Provided passage:

= Beginning of Section =

## NONUNIFORM FAST FOURIER TRANSFORM ON TPUS

Tianjian Lu<sup>⋆</sup> Thibault Marin<sup>†</sup> Yue Zhuo<sup>†</sup> Yi-Fan Chen<sup>⋆</sup> Chao Ma<sup>†</sup>

\* Google Research

<sup>†</sup>Gordon Center for Medical Imaging, Massachusetts General Hospital, Harvard Medical School

### **ABSTRACT**

This work presents a parallel algorithm for implementing the nonuniform Fast Fourier transform (NUFFT) on Google's Tensor Processing Units (TPUs). TPU is a hardware accelerator originally designed for deep learning applications. NUFFT is considered as the main computation bottleneck in magnetic resonance (MR) image reconstruction when k-space data are sampled on a nonuniform grid. The computation of NUFFT consists of three operations: an apodization, an FFT, and an interpolation, all being formulated as tensor operations in order to fully utilize TPU's strength in matrix multiplications. The implementation is with TensorFlow. Numerical examples show  $20x \sim 80x$  acceleration of NUFFT on a single-card TPU compared to CPU implementations. The strong scaling analysis shows a close-to-linear scaling of NUFFT on up to 64 TPU cores. The proposed implementation of NUFFT on TPUs is promising in accelerating MR image reconstruction and achieving practical runtime for clinical applications.

= End of Section =

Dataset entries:
= Beginning of Section =

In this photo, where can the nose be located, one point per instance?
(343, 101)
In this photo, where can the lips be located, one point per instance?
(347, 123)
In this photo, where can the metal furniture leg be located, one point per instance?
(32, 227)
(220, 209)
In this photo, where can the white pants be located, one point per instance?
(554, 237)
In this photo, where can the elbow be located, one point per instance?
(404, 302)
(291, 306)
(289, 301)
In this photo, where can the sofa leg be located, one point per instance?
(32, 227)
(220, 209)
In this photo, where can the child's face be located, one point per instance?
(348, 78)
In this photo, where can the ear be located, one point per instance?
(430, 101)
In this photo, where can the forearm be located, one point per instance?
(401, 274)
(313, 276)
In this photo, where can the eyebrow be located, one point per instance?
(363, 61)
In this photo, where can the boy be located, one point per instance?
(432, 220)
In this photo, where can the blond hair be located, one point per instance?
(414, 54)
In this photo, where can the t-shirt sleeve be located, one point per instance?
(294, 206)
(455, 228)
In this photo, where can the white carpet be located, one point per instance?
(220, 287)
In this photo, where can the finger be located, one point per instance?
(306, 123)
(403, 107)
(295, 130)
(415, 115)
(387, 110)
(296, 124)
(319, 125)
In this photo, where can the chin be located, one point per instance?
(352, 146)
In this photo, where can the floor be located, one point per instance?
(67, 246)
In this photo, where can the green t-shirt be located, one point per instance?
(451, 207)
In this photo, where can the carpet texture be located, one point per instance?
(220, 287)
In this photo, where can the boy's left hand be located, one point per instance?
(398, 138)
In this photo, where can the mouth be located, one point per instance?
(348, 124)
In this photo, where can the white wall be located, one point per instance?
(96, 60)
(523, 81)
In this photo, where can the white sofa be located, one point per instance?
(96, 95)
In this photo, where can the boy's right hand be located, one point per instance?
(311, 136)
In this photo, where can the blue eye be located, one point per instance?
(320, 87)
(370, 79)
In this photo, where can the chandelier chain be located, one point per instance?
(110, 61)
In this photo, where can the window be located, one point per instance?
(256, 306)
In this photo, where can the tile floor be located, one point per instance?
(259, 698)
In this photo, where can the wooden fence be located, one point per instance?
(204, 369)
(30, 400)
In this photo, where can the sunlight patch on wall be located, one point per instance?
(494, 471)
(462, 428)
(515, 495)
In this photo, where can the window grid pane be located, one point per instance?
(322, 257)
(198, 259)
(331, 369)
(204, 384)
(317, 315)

= End of Section =

Work required:
Reproduce the title, author lines, affiliations, and abstract of the excerpt on the nonuniform FFT on TPUs in full, without changing a single character.

Written reply:
## NONUNIFORM FAST FOURIER TRANSFORM ON TPUS

Tianjian Lu<sup>⋆</sup> Thibault Marin<sup>†</sup> Yue Zhuo<sup>†</sup> Yi-Fan Chen<sup>⋆</sup> Chao Ma<sup>†</sup>

\* Google Research

<sup>†</sup>Gordon Center for Medical Imaging, Massachusetts General Hospital, Harvard Medical School

### **ABSTRACT**

This work presents a parallel algorithm for implementing the nonuniform Fast Fourier transform (NUFFT) on Google's Tensor Processing Units (TPUs). TPU is a hardware accelerator originally designed for deep learning applications. NUFFT is considered as the main computation bottleneck in magnetic resonance (MR) image reconstruction when k-space data are sampled on a nonuniform grid. The computation of NUFFT consists of three operations: an apodization, an FFT, and an interpolation, all being formulated as tensor operations in order to fully utilize TPU's strength in matrix multiplications. The implementation is with TensorFlow. Numerical examples show  $20x \sim 80x$  acceleration of NUFFT on a single-card TPU compared to CPU implementations. The strong scaling analysis shows a close-to-linear scaling of NUFFT on up to 64 TPU cores. The proposed implementation of NUFFT on TPUs is promising in accelerating MR image reconstruction and achieving practical runtime for clinical applications.